*Problem details*. Locate each line in the entries below that contains the word "woman", and copy those lines. Treat uppercase and lowercase as different.
===== Material supplied =====
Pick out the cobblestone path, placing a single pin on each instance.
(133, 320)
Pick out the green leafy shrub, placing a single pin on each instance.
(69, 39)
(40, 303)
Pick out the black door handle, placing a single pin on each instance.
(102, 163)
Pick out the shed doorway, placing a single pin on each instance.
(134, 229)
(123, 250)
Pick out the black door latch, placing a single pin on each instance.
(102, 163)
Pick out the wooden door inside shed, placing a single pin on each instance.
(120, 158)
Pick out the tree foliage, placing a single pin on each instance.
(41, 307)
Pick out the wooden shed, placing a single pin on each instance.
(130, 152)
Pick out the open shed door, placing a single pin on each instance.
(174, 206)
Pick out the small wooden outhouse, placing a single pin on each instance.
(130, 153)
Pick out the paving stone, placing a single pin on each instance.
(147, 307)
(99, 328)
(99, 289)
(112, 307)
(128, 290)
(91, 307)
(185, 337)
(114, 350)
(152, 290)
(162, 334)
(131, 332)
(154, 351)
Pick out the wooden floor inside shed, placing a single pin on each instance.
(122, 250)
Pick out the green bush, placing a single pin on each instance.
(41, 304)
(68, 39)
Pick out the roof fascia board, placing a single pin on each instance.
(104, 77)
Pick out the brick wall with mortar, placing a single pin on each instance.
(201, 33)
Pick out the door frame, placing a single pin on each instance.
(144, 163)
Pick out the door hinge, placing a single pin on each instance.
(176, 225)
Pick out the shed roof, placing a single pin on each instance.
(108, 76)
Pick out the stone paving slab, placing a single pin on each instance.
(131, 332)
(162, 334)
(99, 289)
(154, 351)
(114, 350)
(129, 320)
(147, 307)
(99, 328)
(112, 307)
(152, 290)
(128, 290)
=====
===== Material supplied =====
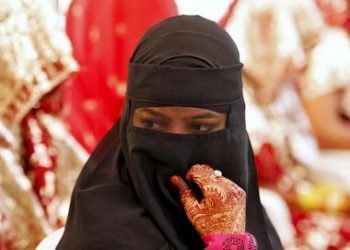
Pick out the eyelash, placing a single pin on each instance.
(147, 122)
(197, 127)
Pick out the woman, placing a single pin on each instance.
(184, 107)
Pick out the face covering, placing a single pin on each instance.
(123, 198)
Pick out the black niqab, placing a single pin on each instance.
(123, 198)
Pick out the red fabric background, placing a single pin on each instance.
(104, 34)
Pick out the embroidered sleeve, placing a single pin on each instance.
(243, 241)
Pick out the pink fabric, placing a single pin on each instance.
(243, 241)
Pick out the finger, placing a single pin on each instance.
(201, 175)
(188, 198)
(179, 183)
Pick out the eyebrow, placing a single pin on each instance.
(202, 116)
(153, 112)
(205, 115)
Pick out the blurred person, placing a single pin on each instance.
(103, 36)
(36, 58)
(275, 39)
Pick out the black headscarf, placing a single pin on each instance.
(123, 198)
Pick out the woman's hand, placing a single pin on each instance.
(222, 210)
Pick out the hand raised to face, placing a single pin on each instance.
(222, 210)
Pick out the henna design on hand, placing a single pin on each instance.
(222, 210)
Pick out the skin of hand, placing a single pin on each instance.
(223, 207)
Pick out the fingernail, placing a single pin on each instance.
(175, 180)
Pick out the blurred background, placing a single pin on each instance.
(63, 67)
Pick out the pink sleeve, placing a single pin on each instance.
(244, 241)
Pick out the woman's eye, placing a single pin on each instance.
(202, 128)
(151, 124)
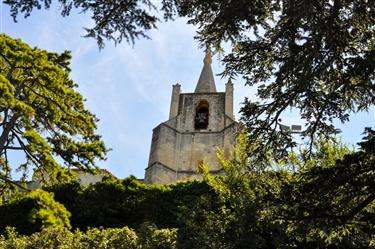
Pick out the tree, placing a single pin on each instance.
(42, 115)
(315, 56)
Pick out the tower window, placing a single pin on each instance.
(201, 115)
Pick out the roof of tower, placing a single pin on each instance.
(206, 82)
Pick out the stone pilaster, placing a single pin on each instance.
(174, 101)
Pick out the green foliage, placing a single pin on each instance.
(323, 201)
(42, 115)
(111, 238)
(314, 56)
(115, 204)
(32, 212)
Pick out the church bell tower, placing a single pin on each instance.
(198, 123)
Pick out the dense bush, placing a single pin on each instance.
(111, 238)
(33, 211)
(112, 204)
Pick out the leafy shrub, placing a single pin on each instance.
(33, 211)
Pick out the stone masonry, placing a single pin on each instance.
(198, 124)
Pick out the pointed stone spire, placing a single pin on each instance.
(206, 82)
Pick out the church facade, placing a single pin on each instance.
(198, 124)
=====
*Exercise answer*.
Pick out the woman, placing a single pin on each instance.
Pick out the woman's hand, placing a single pin on each instance.
Pick out the woman's eye, placing a single pin on each instance.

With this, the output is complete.